#### A block of data:
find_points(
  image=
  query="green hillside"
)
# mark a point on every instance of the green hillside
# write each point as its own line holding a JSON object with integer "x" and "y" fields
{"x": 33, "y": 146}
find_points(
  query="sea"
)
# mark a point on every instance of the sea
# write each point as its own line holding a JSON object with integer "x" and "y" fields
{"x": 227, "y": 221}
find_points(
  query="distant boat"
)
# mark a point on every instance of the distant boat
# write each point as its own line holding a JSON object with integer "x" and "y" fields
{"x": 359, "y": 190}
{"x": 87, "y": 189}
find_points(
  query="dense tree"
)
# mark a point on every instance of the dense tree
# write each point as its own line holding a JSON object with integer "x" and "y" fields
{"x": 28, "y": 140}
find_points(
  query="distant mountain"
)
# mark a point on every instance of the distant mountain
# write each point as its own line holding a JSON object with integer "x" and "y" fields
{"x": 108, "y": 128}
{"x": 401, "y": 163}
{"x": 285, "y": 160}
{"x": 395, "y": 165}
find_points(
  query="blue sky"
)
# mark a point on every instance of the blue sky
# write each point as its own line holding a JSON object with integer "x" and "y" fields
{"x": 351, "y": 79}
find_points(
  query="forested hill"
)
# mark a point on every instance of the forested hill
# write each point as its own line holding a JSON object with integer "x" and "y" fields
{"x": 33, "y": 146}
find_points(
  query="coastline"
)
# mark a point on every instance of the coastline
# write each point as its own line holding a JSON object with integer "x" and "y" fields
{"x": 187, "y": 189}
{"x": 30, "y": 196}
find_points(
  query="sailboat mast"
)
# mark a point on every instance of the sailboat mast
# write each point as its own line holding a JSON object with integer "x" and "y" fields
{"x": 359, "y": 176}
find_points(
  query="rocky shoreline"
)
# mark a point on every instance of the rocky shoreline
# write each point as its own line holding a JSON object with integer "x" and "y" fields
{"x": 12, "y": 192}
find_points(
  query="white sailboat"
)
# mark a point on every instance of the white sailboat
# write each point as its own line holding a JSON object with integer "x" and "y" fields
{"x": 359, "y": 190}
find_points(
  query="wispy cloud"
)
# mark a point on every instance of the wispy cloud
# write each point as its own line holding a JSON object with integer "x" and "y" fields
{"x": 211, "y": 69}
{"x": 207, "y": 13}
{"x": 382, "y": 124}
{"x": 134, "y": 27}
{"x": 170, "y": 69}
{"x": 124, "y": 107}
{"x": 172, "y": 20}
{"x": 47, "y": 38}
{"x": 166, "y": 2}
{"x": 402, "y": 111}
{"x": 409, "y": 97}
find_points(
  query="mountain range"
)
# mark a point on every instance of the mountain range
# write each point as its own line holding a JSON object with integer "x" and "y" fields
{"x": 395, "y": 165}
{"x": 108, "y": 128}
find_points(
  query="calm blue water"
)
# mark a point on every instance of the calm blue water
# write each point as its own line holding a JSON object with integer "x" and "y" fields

#### Directions for this task:
Quote each line of the data above exactly as written.

#### Result of the exercise:
find_points(
  image=
  query="green hillside"
)
# mark a point on every instance of the green hillside
# write each point as its own line holding a JSON object with integer "x" and "y" fields
{"x": 33, "y": 146}
find_points(
  query="sea"
)
# mark a point on every instance of the sea
# write each point as its own line holding a JSON object with integer "x" and "y" fields
{"x": 227, "y": 221}
find_points(
  query="distant boat"
)
# mark a point on every instance of the distant boat
# write each point as its own line holding a JSON object with integer "x" and "y" fields
{"x": 359, "y": 190}
{"x": 87, "y": 189}
find_points(
  query="dense tree"
)
# mark a point on every instance of the dense tree
# write each point as its own line holding a JSON object with integer "x" and "y" fields
{"x": 28, "y": 140}
find_points(
  query="distant mountain"
)
# mark a point on every instance of the distant mountain
# write each point as its own line holding a JSON object with integer "x" and "y" fields
{"x": 108, "y": 128}
{"x": 401, "y": 163}
{"x": 285, "y": 160}
{"x": 395, "y": 165}
find_points(
  query="blue sky"
)
# mark a point on every instance of the blue sky
# write each point as its own line holding a JSON object with integer "x" and "y" fields
{"x": 351, "y": 79}
find_points(
  query="forested hill"
)
# mark a point on every instance of the forested hill
# write each point as its own line holding a JSON object with integer "x" and "y" fields
{"x": 33, "y": 146}
find_points(
  query="coastline"
)
# mark a point on every instance of the coastline
# write each point as its own line holding a JSON object with integer "x" and "y" fields
{"x": 187, "y": 189}
{"x": 30, "y": 196}
find_points(
  query="sailboat mast"
)
# mark a point on every instance of the sailboat mast
# write each point as its own line holding a JSON object with integer "x" and "y" fields
{"x": 359, "y": 176}
find_points(
  query="rocky shoreline"
)
# mark a point on every instance of the rocky shoreline
# write each point as its own line holding a JSON object with integer "x" and "y" fields
{"x": 12, "y": 192}
find_points(
  query="white sailboat"
)
# mark a point on every instance of the white sailboat
# write each point as its own line holding a JSON object with integer "x" and "y" fields
{"x": 359, "y": 190}
find_points(
  query="wispy cloud"
)
# mark a point on every instance of the wispy cloud
# write each point as its own line holding a JSON object with integer "x" and "y" fields
{"x": 211, "y": 69}
{"x": 207, "y": 13}
{"x": 382, "y": 124}
{"x": 134, "y": 27}
{"x": 170, "y": 69}
{"x": 124, "y": 107}
{"x": 172, "y": 20}
{"x": 47, "y": 38}
{"x": 166, "y": 2}
{"x": 402, "y": 111}
{"x": 409, "y": 97}
find_points(
  query="mountain range"
)
# mark a point on every instance of the mountain range
# write each point as its own line holding a JSON object with integer "x" and "y" fields
{"x": 395, "y": 165}
{"x": 108, "y": 128}
find_points(
  query="calm blue water"
)
# mark a point on every instance of the calm blue water
# write each point as its own line holding a JSON object with integer "x" and "y" fields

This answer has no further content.